(Saved entries)
'''

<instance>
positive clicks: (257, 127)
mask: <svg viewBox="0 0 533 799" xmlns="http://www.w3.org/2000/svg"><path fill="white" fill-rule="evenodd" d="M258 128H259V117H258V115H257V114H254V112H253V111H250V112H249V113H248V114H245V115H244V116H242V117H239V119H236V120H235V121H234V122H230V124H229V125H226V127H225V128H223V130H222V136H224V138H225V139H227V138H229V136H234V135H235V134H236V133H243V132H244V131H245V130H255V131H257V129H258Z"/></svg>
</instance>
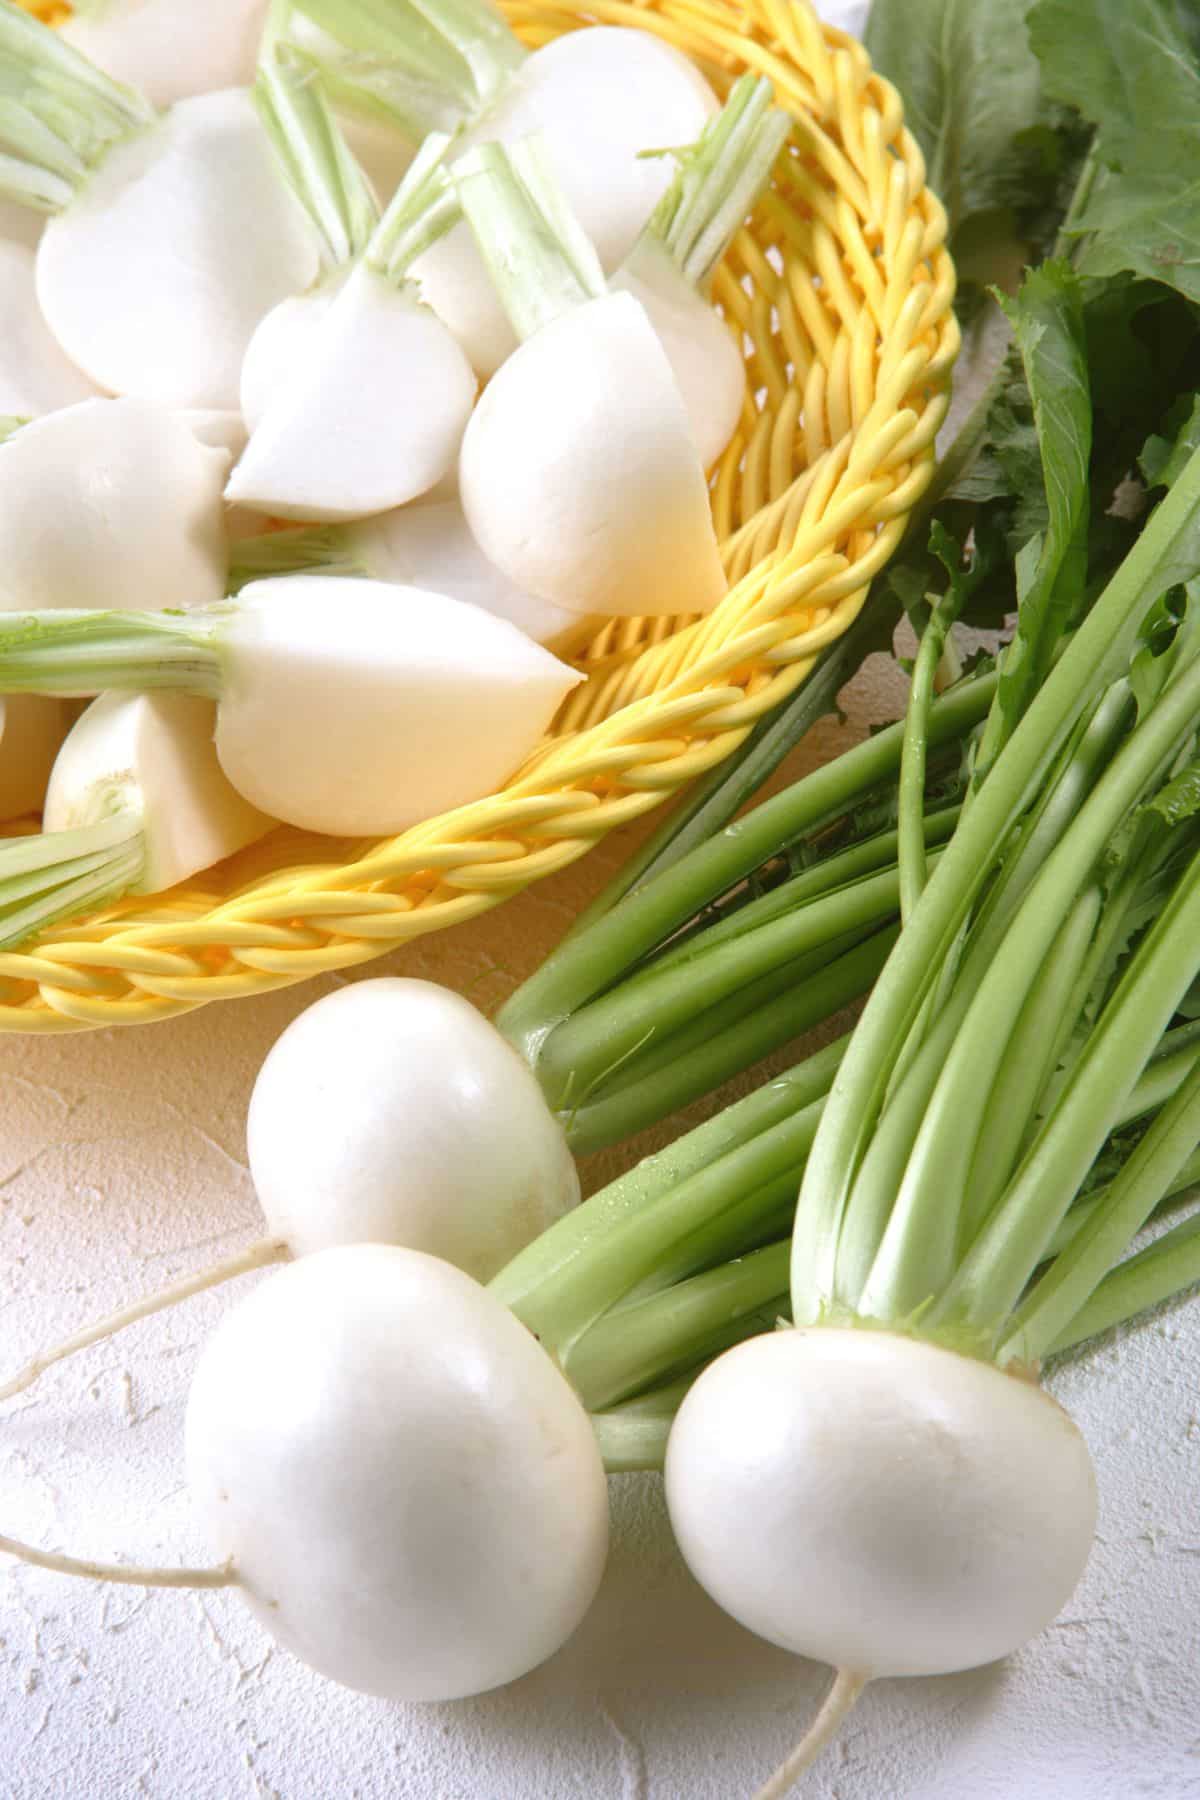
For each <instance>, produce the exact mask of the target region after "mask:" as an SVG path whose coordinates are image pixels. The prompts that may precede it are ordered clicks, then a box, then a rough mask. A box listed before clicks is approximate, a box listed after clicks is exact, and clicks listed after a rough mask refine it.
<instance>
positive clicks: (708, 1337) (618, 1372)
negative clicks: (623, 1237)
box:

'''

YOUR TASK.
Every record above must be copied exactly; none of the pictures belong in the copy.

FINISHED EXERCISE.
<instance>
positive clicks: (257, 127)
mask: <svg viewBox="0 0 533 799" xmlns="http://www.w3.org/2000/svg"><path fill="white" fill-rule="evenodd" d="M258 128H259V117H258V115H257V114H254V112H253V111H250V112H249V113H248V114H245V115H244V116H242V117H239V119H236V120H235V121H234V122H230V124H229V125H226V127H225V128H223V130H222V136H224V138H225V139H227V138H229V136H234V135H235V134H236V133H243V132H244V131H245V130H255V131H257V129H258Z"/></svg>
</instance>
For each <instance>, produce the exact mask of the target region after "mask:" as an SVG path whose coordinates are image pixels. The prompts that may precede it are ordered clicks, then a box, then a rough mask. A box listed before clicks is approximate, a box listed after clicks is exact, and clicks listed after a rough mask refine it.
<instance>
positive clicks: (708, 1337) (618, 1372)
negative clicks: (623, 1237)
box:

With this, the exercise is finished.